§ **Your instructions**
Transcribe verbatim the lines of the material below from the line containing "the crown jewel" through the line containing "column 134, row 267", inclusive.

§ **Dataset entries**
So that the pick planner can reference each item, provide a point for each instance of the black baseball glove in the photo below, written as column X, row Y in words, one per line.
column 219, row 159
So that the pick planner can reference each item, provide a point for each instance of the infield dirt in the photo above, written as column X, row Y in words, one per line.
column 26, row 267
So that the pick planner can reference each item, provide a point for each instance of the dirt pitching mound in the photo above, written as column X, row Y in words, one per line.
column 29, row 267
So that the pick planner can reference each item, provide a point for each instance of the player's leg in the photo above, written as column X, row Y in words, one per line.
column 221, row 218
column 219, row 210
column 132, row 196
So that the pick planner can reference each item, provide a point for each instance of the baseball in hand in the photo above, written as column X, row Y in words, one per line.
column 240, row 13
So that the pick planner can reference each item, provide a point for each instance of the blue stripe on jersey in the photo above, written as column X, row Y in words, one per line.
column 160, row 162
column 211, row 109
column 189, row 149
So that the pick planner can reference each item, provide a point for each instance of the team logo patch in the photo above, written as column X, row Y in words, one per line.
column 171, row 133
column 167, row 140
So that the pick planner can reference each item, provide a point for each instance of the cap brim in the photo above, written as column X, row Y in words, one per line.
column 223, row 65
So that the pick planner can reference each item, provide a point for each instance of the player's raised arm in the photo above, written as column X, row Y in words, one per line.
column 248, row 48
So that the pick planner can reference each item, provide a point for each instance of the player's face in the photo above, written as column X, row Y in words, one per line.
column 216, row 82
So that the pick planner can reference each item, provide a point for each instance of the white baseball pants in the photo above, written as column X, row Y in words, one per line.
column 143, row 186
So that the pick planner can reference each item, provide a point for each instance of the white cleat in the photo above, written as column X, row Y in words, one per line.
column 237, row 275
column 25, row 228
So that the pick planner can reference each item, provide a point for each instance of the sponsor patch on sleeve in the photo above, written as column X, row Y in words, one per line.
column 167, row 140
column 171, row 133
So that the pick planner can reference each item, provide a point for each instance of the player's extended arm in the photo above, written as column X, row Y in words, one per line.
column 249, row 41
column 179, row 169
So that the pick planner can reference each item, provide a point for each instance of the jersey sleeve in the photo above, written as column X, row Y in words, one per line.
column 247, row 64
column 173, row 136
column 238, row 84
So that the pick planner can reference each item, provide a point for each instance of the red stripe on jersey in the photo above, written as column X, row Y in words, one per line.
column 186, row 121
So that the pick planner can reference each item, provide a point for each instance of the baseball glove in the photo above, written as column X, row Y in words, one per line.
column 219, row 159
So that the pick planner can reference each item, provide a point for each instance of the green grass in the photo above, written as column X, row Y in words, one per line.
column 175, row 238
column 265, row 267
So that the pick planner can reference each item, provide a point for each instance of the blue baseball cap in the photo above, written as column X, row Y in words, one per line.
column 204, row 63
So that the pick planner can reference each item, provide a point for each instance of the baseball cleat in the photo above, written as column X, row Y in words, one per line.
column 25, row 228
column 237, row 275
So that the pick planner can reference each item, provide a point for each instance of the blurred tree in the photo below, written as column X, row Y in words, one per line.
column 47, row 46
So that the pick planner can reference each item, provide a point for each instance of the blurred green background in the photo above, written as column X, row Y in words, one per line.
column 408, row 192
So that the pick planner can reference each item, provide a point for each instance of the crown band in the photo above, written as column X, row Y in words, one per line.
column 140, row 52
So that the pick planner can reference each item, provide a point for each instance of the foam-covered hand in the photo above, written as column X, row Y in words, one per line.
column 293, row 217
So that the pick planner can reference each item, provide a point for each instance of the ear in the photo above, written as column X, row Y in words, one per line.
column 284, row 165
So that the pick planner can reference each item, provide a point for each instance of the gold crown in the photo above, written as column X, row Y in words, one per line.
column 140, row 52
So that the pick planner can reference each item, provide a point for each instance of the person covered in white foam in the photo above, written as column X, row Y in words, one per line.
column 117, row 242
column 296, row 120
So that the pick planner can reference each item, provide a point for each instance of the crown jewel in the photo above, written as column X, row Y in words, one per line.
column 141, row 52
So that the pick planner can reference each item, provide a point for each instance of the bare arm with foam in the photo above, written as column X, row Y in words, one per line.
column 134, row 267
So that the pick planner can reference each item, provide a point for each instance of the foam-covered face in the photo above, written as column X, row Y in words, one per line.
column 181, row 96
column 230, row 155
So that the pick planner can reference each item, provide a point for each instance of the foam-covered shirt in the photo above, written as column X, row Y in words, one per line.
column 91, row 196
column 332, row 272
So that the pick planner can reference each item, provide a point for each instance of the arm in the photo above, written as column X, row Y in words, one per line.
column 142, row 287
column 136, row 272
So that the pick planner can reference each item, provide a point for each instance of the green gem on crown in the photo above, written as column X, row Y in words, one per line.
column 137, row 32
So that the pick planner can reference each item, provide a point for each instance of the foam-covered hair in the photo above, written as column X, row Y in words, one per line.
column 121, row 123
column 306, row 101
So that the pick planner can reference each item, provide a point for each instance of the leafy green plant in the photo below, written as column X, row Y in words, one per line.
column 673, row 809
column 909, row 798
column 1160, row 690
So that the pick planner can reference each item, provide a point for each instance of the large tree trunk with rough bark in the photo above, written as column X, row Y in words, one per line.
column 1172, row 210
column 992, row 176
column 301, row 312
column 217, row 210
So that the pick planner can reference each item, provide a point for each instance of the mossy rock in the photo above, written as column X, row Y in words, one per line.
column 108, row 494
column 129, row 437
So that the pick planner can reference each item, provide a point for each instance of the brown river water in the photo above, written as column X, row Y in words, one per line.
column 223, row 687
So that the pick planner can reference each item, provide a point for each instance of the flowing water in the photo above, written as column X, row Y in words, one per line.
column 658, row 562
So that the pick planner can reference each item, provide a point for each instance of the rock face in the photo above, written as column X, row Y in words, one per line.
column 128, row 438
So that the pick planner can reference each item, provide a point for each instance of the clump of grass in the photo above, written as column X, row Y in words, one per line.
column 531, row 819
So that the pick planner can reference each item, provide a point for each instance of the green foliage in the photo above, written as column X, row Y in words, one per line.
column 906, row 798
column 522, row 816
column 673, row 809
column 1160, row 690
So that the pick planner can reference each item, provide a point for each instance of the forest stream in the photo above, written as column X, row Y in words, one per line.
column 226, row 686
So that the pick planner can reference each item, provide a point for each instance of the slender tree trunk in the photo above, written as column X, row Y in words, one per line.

§ **Correct result**
So that the pick planner can reference each item, provide a point for each instance of the crown jewel in the photo above, written as column X, row Y in words, one per line.
column 141, row 52
So that the pick planner can reference each item, provide a point for each instance of the bare arm with foam in the photo above, written as column X, row Y in words, one per line.
column 134, row 267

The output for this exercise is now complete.